§ AIM OF THE TASK: Repeat word for word the portion of the comment thread from "Huh? The research" to "ATC than Shakspear.".

§ EXERCISE PASSAGE:
——————————

It’s been amazing - and inspirational - watching the live stream of Mission Control and the capsule over the last ten days. Or at least having it as background audio. I’m going to miss all these folks I’ve grown to know.

Bring on Artemis III and IV!

This whole mission was amazing, and the most positive and hopeful thing I have seen as a global event in the last 5 years at least. Bravo and cheers to everyone involved :)
I don't know how to describe the feeling but it feels like a bad movie remake. Maybe I am just a sucker for practical effects and not 2020s CGI to stick with the metaphor and conspiracy...
Watching that capsule fall out of the sky at high speed from the teaching cameras was nerve wracking! Awesome footage, exciting to watch it live in such detail.
Agreed. I have been repeating how much I think this is all useless (sending humans in space, that is), but I will admit: watching the reentry was something.

Because it's useless doesn't mean it is not cool. Sport and art are "useless", too.

As a long time space nerd, I'm not sure what this accomplishes by repeating the previous stunts that failed to usher in the promised space frontier.

Apollo was, IMO, not successful at changing the course of human history. A really cool footnote, sure, but everything else that was to follow, nope, just a bunch of neat, interesting but ultimately meh science missions.

An exciting change would be more like Delta-V/Critical Mass, but NASA is not going to deliver that, at least not in any form it has taken thus far.

Huh? The research done to develop the flight control computer for Apollo (and IBCMs of the time) lead directly to modern microcomputers. It’s hard to name something more impactful than that.

It could easily have taken another decade or two to develop the modern computer if not for the resources spent in the space program at that time. It still would have happened, but Apollo and the space program was soaking up something like 90% of computer demand for a full decade. Computers went from room sized behemoths to the size of a file cabinet in that time.

Dear NASA. Please dial back the poetics and rhetoric. Be more like ATC than Shakspear.
Went out to the beach hoping to hear/see something, but sadly grey skies and no boom. Tons of other people out there doing the same thing too.
Amazing live video of the descent and splash down. Really awesome to watch!
Announcer just said “we just reenacted” the last Apollo mission. So, yep. That’ll be used as proof-text that this was all staged.
Dealing with the typical Excel foot guns during the last few hours before re-entry felt like an unnecessary risk.

Missaved their version 2 Excel spreadsheet using the wrong file name causing confusion about this version was the latest.

Nearly missed a cell in their burn sheet had multiple lines of text until mission control reminded them to resize the cell.

Buzz Aldrin is reported to be watching this on TV.
Watching this, I can only describe it as holy. An incredible reminder of what humanity can do, and the beauty of our curiosity and the universe around us. I grew up learning that my great uncle was in Mission Control for Apollo; missions like this are what inspired me to pursue engineering in the first place.
> An incredible reminder of what humanity can do

Yep, while we are measurably destroying the Earth's biodiversity orders of magnitudes faster than the mass extinction that killed the dinosaurs. And this is without global warming, which is another great thing we are doing.

Arguably, the biggest thing humanity is doing is killing the Earth. Great that we have some comfort in doing fun things on the side.

——————————

(Region pointing data)
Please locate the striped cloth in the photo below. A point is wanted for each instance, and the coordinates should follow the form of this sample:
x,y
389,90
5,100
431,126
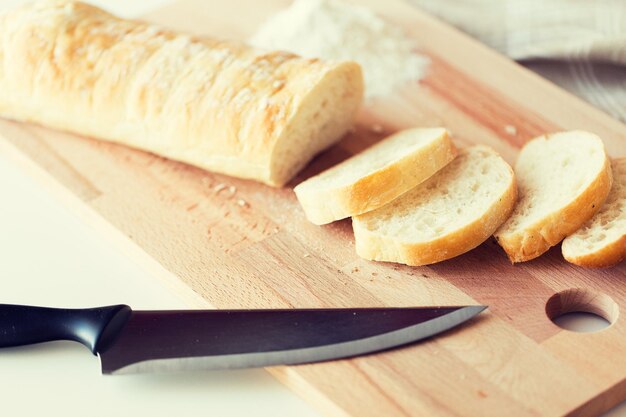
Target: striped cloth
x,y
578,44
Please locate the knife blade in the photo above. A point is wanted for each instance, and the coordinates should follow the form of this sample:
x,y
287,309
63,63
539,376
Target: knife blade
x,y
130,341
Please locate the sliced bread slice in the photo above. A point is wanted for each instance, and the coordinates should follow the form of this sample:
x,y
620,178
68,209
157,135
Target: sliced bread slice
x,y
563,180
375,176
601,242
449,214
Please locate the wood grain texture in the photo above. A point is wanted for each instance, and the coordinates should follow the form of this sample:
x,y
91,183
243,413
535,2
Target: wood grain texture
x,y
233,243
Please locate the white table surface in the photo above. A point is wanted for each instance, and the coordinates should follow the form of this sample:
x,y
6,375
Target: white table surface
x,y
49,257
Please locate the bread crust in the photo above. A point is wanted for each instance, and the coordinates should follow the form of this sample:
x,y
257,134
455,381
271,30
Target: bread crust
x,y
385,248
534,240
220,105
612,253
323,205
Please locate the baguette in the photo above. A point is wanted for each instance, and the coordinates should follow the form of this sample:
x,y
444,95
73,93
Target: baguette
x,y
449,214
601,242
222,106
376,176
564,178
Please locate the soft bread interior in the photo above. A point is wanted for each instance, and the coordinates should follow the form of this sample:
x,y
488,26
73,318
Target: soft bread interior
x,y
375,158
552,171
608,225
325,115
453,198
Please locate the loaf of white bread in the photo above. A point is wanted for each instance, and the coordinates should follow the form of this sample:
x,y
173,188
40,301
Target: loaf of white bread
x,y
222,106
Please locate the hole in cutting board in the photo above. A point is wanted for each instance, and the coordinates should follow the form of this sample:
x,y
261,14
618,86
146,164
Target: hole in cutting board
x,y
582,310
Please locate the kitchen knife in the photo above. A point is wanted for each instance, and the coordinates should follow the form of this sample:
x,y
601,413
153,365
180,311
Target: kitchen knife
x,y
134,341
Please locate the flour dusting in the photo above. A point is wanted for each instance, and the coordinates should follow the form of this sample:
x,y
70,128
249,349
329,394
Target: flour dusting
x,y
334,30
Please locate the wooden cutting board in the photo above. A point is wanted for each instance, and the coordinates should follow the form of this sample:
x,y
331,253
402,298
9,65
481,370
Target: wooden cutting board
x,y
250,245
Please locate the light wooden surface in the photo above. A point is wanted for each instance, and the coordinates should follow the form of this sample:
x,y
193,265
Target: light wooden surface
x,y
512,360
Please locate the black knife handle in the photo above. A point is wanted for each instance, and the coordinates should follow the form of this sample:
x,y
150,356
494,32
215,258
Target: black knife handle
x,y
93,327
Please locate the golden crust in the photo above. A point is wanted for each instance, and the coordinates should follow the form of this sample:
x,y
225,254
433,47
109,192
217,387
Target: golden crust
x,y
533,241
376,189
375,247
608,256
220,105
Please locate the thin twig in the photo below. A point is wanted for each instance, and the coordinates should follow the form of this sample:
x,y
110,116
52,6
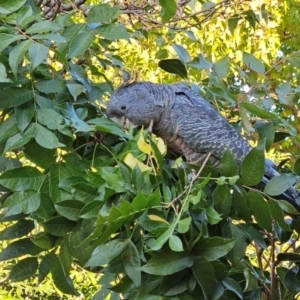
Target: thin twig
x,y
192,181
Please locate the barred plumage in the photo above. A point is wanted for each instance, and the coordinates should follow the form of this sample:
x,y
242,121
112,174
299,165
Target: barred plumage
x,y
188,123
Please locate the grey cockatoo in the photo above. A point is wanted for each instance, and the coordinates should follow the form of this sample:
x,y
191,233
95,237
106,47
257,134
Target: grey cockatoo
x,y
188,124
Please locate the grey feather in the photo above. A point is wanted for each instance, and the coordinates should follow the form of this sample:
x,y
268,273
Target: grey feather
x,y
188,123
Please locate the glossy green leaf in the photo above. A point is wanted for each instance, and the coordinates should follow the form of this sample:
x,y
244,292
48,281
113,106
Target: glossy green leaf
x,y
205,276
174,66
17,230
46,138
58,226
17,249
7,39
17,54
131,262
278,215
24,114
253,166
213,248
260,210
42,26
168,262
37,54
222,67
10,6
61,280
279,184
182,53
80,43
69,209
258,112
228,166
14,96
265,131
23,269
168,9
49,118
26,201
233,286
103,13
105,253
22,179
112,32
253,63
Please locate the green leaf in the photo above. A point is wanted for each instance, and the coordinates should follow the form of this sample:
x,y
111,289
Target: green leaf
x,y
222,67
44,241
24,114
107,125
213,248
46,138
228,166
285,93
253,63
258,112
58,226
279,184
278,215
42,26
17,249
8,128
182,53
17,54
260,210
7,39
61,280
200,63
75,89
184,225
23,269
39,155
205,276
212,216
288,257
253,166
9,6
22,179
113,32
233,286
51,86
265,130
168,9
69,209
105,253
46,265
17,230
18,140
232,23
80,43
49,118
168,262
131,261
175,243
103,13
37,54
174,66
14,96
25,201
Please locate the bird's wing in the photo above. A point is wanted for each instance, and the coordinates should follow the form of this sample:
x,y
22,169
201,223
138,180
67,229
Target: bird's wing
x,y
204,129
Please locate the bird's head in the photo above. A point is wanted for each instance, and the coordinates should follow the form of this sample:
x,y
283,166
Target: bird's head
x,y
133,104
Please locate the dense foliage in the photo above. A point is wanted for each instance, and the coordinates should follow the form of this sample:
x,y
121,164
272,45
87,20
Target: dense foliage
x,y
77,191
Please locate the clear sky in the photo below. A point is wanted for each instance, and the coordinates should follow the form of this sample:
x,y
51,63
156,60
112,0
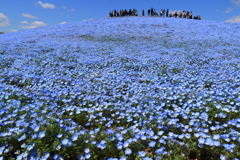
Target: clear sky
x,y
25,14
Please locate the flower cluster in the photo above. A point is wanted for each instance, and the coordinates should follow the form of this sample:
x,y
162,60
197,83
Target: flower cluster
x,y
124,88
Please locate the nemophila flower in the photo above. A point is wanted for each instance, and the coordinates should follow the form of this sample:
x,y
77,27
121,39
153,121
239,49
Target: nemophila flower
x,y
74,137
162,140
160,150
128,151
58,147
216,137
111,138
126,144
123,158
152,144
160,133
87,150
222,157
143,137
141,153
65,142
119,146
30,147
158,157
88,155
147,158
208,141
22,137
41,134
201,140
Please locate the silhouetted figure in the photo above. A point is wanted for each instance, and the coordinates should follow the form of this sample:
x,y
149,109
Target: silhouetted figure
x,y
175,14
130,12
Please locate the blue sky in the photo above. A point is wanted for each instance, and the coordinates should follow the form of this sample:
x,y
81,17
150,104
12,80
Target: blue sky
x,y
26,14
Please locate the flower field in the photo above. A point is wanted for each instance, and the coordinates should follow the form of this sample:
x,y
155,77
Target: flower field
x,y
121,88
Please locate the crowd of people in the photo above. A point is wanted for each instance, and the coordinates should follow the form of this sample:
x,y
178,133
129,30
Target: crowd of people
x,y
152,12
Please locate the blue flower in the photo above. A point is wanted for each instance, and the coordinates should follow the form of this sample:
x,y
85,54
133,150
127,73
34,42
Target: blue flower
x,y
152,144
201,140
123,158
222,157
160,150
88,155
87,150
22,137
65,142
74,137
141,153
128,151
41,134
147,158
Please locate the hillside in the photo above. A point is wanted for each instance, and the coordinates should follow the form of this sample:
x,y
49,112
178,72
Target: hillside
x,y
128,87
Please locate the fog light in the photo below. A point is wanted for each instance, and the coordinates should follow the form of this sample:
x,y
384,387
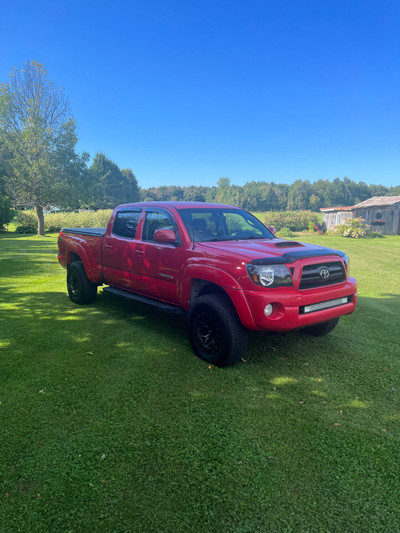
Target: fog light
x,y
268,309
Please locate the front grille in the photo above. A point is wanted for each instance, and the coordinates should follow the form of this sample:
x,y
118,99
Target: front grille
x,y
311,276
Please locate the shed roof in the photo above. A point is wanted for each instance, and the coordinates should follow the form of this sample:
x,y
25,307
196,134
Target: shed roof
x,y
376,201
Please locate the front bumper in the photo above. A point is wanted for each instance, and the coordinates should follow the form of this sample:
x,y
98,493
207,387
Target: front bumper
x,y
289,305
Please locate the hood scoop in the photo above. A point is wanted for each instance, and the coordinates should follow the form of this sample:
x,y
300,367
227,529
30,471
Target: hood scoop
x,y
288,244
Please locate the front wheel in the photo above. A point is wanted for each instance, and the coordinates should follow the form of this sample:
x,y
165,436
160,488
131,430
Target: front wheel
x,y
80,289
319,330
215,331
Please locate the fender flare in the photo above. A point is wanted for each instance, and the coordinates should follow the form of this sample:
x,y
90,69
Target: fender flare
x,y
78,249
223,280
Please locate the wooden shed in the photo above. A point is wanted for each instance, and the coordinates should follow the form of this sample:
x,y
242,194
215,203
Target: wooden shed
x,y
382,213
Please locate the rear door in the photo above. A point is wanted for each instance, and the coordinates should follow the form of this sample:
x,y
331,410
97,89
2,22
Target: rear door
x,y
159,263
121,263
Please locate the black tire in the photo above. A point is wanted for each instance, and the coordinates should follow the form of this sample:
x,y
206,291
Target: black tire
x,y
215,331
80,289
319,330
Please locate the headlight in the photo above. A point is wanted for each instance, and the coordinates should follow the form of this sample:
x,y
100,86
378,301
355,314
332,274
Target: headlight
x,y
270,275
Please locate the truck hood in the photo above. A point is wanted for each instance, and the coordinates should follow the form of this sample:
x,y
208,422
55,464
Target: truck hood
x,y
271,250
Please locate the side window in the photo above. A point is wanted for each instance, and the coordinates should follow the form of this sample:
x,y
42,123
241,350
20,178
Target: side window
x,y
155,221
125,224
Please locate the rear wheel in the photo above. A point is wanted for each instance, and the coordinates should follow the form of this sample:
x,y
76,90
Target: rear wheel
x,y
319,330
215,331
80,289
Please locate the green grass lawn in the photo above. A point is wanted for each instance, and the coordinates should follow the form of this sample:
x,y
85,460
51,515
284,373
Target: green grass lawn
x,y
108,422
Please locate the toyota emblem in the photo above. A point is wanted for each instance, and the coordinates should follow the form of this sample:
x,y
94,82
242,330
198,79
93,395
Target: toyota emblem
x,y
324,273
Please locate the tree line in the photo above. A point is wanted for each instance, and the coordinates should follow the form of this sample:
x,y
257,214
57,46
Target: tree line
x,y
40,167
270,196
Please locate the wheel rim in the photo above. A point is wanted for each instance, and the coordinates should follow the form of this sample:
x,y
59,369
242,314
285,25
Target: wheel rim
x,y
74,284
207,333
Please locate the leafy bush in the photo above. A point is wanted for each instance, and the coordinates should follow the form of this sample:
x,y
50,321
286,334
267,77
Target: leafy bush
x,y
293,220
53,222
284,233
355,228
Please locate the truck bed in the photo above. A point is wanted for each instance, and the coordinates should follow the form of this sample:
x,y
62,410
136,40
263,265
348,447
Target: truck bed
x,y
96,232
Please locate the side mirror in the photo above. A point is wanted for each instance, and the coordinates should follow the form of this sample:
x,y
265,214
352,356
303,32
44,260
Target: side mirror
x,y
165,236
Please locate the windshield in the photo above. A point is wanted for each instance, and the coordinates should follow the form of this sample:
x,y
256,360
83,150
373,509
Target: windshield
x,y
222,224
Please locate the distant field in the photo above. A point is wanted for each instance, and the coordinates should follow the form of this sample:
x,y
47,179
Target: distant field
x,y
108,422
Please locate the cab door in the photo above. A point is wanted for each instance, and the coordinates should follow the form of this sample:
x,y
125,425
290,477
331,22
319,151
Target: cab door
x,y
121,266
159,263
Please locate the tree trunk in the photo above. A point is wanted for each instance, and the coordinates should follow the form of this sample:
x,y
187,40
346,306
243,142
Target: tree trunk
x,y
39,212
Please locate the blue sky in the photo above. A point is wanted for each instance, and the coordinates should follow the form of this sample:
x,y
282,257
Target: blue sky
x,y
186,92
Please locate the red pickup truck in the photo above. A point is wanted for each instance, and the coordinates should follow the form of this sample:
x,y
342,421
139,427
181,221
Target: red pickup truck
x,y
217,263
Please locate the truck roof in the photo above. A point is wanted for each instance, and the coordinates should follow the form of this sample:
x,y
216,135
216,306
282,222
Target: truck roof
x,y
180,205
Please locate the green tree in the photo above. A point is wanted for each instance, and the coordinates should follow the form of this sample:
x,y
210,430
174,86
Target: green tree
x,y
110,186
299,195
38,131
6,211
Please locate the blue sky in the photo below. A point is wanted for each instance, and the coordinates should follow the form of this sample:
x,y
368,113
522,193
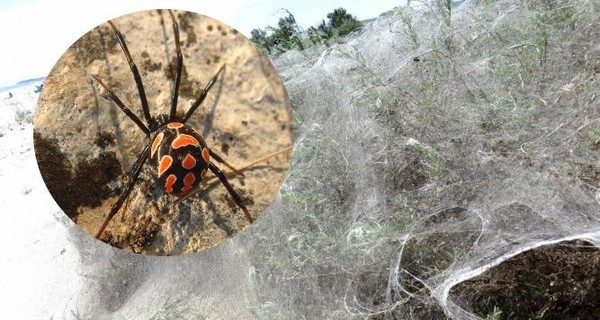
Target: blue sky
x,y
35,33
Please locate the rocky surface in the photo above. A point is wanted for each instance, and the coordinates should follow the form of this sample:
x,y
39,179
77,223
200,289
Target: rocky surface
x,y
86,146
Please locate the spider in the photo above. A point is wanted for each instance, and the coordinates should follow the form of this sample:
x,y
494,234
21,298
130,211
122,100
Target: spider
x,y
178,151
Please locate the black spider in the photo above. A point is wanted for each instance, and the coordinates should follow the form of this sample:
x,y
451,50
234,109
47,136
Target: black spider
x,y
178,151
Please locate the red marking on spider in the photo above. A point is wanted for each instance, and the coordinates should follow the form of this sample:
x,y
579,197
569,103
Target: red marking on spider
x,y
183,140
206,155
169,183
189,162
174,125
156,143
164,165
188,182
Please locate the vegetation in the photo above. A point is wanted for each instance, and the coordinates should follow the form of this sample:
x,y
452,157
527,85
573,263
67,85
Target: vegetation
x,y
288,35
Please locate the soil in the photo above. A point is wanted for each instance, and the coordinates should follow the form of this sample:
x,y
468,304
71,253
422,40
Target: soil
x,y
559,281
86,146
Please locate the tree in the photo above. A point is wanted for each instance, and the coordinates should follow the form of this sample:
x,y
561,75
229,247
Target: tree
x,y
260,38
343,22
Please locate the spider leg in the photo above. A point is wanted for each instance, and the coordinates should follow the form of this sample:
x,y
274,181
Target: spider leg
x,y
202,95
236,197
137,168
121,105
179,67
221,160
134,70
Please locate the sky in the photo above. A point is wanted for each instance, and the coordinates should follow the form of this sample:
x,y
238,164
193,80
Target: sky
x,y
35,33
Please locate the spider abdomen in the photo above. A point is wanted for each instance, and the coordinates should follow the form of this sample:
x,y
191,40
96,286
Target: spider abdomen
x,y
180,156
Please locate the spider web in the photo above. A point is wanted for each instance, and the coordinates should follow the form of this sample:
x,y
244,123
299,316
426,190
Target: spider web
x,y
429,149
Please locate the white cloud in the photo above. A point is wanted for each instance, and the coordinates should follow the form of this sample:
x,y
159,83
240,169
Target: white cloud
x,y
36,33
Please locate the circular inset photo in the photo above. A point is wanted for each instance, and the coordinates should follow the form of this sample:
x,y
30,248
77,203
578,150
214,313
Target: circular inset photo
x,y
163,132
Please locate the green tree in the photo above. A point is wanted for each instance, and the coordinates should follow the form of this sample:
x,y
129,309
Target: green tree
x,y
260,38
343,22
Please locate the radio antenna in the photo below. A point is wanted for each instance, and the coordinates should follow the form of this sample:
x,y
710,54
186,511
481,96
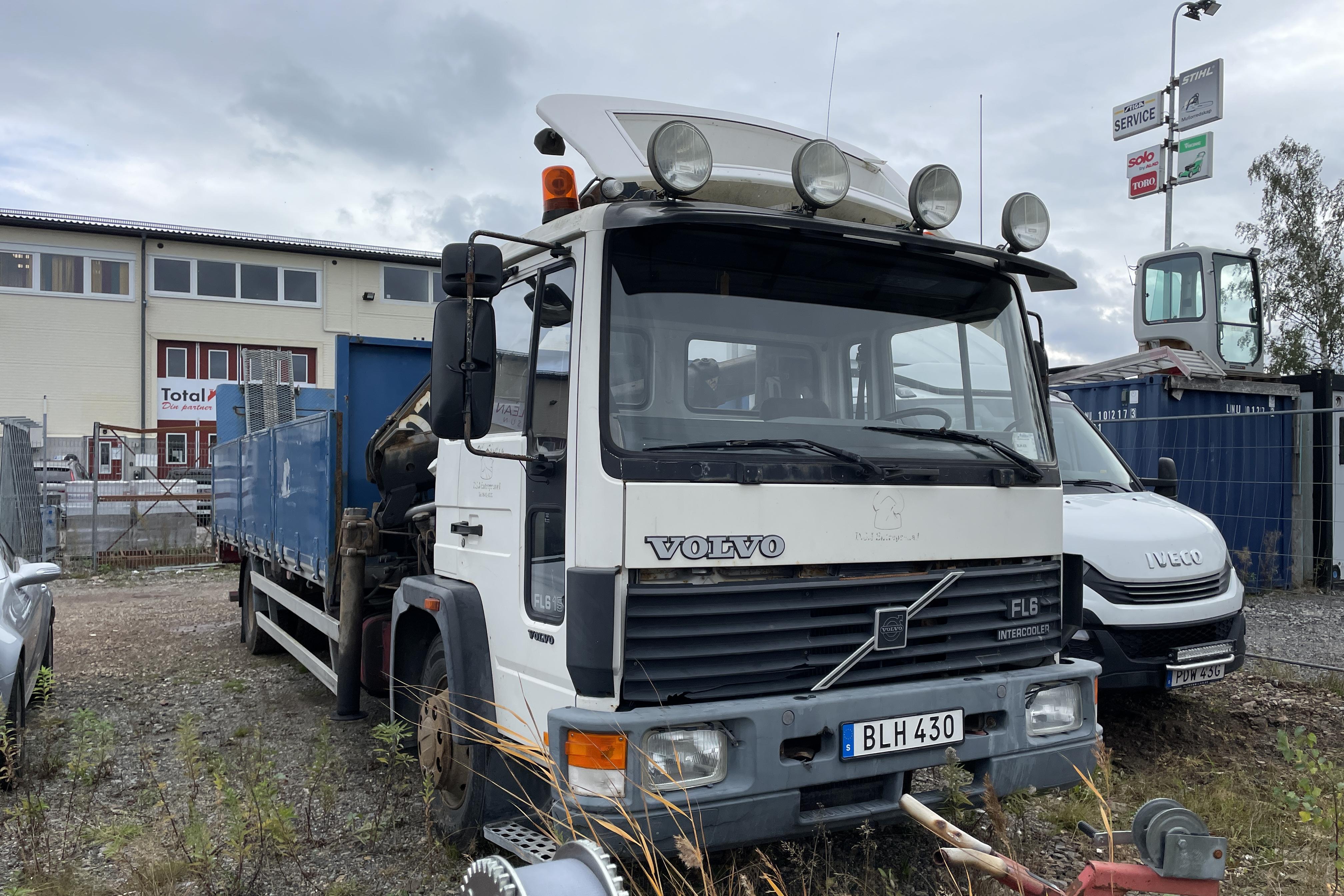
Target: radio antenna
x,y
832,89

——————————

§ WRITTEN ANSWER:
Huh? The research done to develop the flight control computer for Apollo (and IBCMs of the time) lead directly to modern microcomputers. It’s hard to name something more impactful than that.

It could easily have taken another decade or two to develop the modern computer if not for the resources spent in the space program at that time. It still would have happened, but Apollo and the space program was soaking up something like 90% of computer demand for a full decade. Computers went from room sized behemoths to the size of a file cabinet in that time.

Dear NASA. Please dial back the poetics and rhetoric. Be more like ATC than Shakspear.